● EXERCISE DESCRIPTION:
Reproduce all of the material word for word.

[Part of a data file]
★ ★ ★ ★ ★ ★ ★

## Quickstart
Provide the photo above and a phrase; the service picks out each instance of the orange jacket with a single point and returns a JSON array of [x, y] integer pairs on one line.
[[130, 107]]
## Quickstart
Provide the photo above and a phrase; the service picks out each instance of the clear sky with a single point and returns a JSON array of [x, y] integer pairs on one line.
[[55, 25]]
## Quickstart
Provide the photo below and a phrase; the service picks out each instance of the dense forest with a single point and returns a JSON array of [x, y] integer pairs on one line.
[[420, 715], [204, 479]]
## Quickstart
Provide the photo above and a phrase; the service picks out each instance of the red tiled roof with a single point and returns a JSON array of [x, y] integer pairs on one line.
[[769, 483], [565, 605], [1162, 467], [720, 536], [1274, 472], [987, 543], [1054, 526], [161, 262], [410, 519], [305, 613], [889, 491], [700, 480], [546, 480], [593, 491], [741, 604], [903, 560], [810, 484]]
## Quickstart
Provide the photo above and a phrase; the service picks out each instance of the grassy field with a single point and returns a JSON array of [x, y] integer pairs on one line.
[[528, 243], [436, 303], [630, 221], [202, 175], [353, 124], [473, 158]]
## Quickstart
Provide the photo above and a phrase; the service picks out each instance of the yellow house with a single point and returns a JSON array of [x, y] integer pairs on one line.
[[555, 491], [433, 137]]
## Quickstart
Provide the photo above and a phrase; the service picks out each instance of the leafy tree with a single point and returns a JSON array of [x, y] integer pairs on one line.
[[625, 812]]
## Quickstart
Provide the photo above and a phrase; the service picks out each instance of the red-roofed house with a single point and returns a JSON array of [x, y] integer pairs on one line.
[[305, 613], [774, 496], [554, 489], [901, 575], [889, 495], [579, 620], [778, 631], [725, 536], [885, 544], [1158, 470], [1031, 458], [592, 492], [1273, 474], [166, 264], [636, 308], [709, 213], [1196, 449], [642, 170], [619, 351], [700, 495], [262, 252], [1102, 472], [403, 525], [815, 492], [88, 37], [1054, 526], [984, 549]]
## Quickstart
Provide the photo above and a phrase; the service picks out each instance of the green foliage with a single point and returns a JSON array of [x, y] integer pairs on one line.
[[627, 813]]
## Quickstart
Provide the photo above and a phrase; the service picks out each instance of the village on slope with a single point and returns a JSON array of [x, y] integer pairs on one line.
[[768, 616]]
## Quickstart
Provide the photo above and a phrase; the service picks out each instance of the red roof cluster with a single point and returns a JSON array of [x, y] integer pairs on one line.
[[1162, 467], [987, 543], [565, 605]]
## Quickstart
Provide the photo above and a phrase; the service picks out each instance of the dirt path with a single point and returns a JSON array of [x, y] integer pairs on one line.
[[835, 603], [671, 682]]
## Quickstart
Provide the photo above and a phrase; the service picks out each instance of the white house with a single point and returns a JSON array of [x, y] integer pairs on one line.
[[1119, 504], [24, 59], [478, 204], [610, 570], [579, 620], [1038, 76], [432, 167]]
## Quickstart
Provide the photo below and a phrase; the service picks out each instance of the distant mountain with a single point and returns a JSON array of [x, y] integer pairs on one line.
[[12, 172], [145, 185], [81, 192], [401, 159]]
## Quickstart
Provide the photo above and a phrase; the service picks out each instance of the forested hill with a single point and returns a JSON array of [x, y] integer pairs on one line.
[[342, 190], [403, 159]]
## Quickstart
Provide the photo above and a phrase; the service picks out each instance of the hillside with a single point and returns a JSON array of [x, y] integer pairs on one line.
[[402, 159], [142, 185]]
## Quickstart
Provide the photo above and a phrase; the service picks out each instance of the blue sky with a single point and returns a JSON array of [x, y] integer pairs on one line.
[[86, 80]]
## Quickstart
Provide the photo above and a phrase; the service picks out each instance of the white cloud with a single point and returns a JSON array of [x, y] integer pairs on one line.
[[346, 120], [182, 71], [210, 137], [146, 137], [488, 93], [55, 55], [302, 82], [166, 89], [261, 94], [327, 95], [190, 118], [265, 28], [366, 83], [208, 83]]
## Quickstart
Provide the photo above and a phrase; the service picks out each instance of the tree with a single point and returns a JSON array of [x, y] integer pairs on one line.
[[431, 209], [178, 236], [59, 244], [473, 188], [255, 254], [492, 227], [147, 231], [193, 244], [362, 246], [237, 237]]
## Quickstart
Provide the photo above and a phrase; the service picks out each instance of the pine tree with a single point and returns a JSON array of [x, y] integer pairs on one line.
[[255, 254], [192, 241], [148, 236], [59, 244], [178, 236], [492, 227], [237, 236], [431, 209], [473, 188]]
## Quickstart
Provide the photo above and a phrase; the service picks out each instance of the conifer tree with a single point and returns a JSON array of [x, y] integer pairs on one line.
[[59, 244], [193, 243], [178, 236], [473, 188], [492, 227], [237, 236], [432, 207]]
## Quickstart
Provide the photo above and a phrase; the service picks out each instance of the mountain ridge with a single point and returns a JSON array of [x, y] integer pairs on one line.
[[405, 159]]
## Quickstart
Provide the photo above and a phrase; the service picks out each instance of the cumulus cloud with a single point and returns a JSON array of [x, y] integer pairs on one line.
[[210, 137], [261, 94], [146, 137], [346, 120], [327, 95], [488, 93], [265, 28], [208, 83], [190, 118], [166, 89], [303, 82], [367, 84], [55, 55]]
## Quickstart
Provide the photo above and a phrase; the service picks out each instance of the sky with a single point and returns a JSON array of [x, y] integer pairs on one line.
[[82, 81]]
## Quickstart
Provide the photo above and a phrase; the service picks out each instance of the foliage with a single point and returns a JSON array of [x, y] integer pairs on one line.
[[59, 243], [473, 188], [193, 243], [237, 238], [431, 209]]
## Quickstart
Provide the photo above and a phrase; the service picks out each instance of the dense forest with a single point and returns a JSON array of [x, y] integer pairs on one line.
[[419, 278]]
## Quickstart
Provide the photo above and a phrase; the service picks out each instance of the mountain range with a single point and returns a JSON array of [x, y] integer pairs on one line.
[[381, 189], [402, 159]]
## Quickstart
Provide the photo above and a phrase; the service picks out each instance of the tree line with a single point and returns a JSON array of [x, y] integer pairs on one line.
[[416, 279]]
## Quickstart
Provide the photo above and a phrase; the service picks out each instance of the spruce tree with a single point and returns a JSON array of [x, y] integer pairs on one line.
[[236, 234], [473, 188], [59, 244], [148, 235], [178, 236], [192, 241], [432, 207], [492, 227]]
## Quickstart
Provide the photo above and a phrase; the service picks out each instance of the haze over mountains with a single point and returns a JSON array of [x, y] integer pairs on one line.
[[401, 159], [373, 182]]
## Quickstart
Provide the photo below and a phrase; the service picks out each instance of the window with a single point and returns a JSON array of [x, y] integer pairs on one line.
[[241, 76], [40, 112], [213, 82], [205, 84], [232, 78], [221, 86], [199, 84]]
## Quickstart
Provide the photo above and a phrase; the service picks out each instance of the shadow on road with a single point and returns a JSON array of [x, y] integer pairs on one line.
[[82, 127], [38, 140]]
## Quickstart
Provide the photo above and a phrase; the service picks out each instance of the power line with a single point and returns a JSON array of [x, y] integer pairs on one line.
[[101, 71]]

★ ★ ★ ★ ★ ★ ★

● FINISHED EXERCISE:
## Quickstart
Provide the photo above and a phrase; the service picks out each instance of the orange jacket with a single point and returns a JSON array of [x, y] integer pairs on one line.
[[130, 107]]
## Quickstart
Provide the photo above and a phrase; the service picks out each instance of the clear sky with a single point and returns a JSON array of [x, y] integer pairs on one line.
[[55, 25]]
## Quickstart
Provide the photo below and a phrase; the service picks out each instance of the dense forest with a single point and returns a JSON array of [x, y] integer pairs on one line.
[[420, 715], [204, 479]]
## Quickstart
Provide the photo above and a phrase; the service picks out each instance of the red tiled roof with a single point and returns a JSON array of [x, y] integer pairs on one line.
[[769, 483], [565, 605], [1162, 467], [720, 536], [1274, 472], [987, 543], [1054, 526], [161, 262], [410, 519], [305, 613], [889, 491], [700, 480], [546, 480], [593, 491], [741, 604], [903, 560], [810, 484]]
## Quickstart
Provide the photo above and a phrase; the service picks out each instance of the grassy field with a single point and returns a JSON array of [x, y] integer pairs on one line.
[[528, 243], [436, 303], [630, 221], [202, 175], [353, 124], [473, 158]]
## Quickstart
Provide the photo above and a phrase; the service picks out each instance of the yellow house with a single point and returns a JSON array of [x, y] integer pairs on one line.
[[555, 491], [433, 137]]
## Quickstart
Provide the photo above and a phrase; the service picks out each instance of the leafy tree with a single point and returns a JSON array of [x, y] integer pairs on one line.
[[625, 812]]
## Quickstart
Provide the photo above and a phrase; the service picks out each instance of the red-roofed house with a single point and returns a JSON array of [x, y] integer pairs on one line.
[[305, 613], [774, 496], [554, 489], [901, 575], [889, 495], [579, 620], [778, 631], [725, 536], [885, 544], [1158, 470], [1031, 458], [592, 492], [1273, 474], [166, 264], [636, 308], [709, 213], [1196, 449], [642, 170], [619, 351], [700, 495], [262, 252], [1102, 472], [403, 525], [815, 492], [88, 37], [1054, 526], [984, 549]]
## Quickstart
Provide the photo above and a phrase; the service picks out each instance of the green foliage with a single point and returns a JSON array of [x, y] integer pairs on one line.
[[627, 813]]
## Quickstart
Provide the photo above and a phrase; the service picks out each instance of the village on slope with a single point and returns a JSON array of [x, y] integer pairs on one line.
[[768, 616]]
## Quickstart
Provide the photo above and a phrase; the service picks out each instance of the red roof cluster with a single point and returns a JSON array of [x, y] integer pairs on one line.
[[1162, 467], [987, 543], [565, 605]]
## Quickstart
Provide the photo above and a phrase; the service picks out each instance of the dirt path with a single point and returns a JSON array of [x, y] integer pairs on one line.
[[835, 603], [671, 682]]
## Quickstart
Provide the photo above and a phrase; the service picks out each instance of the white house with a single point and returns a JSON array of [x, y] integer pairs on one line.
[[1119, 504], [24, 59], [478, 204], [610, 570], [579, 620], [1038, 76], [432, 167]]
## Quickstart
Provide the photo below and a phrase; the service picks out each instance of the distant mountain with a single point and returns a JSON array of [x, y] integer pairs on one line.
[[12, 172], [145, 185], [81, 192], [401, 159]]
## Quickstart
Provide the photo above and a phrase; the service picks out each instance of the forested hill with a single point and returns a JSON array of [x, y] integer pairs on one line.
[[342, 190], [403, 159]]
## Quickstart
Provide the photo above and a phrase; the service picks out each instance of the hillside with a single point and returns a JSON array of [x, y] integer pairs on one line.
[[402, 159], [142, 185]]
## Quickstart
Provide the photo above and a phrase; the service picks out each instance of the blue sky with a single point and returns a JSON array of [x, y] integer pairs on one line.
[[86, 80]]
## Quickstart
Provide the photo above and a phrase; the service picks out each instance of the white cloud with a single point and returns a JSON array of [x, y] integer pairs on one line.
[[346, 120], [182, 71], [210, 137], [146, 137], [488, 93], [55, 55], [302, 82], [166, 89], [261, 94], [327, 95], [190, 118], [265, 28], [366, 83], [208, 83]]
## Quickstart
Provide the photo above and a phrase; the service picks out each instance of the tree with a single point and returns a JSON array of [x, y] integer pairs on one line.
[[431, 209], [178, 236], [59, 244], [473, 188], [255, 254], [492, 227], [147, 231], [193, 244], [362, 246], [237, 237]]
## Quickstart
Provide the photo above and a phrase; the service picks out each instance of the pine tree with a single point and returns a JSON array of [x, y] integer pairs on one line.
[[255, 254], [192, 241], [148, 236], [59, 244], [178, 236], [492, 227], [237, 236], [431, 209], [473, 188]]
## Quickstart
Provide the photo above and a phrase; the service picks out each instance of the conifer tree with a single point and returns a JSON array of [x, y] integer pairs on one line.
[[59, 244], [193, 243], [178, 236], [473, 188], [492, 227], [237, 236], [432, 207]]
## Quickstart
Provide the photo above and a phrase; the service picks out each instance of the mountain ridge with a single point and returns a JSON array of [x, y] integer pairs on one line.
[[405, 159]]
## Quickstart
Provide the photo above and a phrase; the service picks out each instance of the cumulus cloud with a single point and returns a JSON array of [x, y] integer pairs on one line.
[[210, 137], [261, 94], [146, 137], [346, 120], [327, 95], [488, 93], [265, 28], [208, 83], [190, 118], [166, 89], [303, 82], [367, 84], [55, 55]]
## Quickstart
Provide the photo above and a phrase; the service picks out each instance of the sky with a single point and returns a JSON array of [x, y] integer pairs on one line.
[[82, 81]]
## Quickstart
Provide the photo above and a phrase; the service picks out each instance of the foliage with a single point and returns a JSON array of [x, y] integer pairs on one line.
[[59, 243], [473, 188], [193, 243], [237, 238], [431, 209]]
## Quickstart
Provide the photo above and a phrase; the service picks out each instance of the dense forest with a single point and returns a JSON array of [x, y] integer pairs on one line.
[[419, 278]]
## Quickstart
Provide the photo above and a phrase; the service picks out each instance of the mountain range with a single point and returns a JSON array of [x, y] integer pairs on one line.
[[381, 189], [402, 159]]
## Quickstart
Provide the photo above and a phrase; the service picks out each instance of the tree line with a single point and returns a JSON array of [x, y] integer pairs on one line.
[[416, 279]]
## Quickstart
Provide the photo above and a phrase; the service picks out each instance of the spruce tree with a single point and returns a JSON array of [x, y] integer pairs on one line.
[[236, 234], [473, 188], [59, 244], [148, 235], [178, 236], [192, 241], [432, 207], [492, 227]]
## Quickstart
Provide the photo above and a phrase; the service picks out each instance of the haze over mountains with a single point and returns a JSON array of [x, y] integer pairs on one line.
[[401, 159], [373, 182]]
## Quickstart
Provide the photo below and a phrase; the service picks out each instance of the window with a single point and returns a JSON array of [x, y] integer pairs on one line.
[[241, 76], [40, 112], [213, 82], [205, 84], [232, 78], [221, 86], [199, 84]]
## Quickstart
Provide the photo above and a phrase; the service picks out each instance of the shadow on road with a single point and returns a JSON array of [x, y] integer pairs on one line.
[[82, 127], [38, 140]]
## Quickstart
Provide the photo above and a phrase; the service picks out each instance of the power line with a single point and returns a JSON array of [x, y] integer pairs on one line.
[[101, 71]]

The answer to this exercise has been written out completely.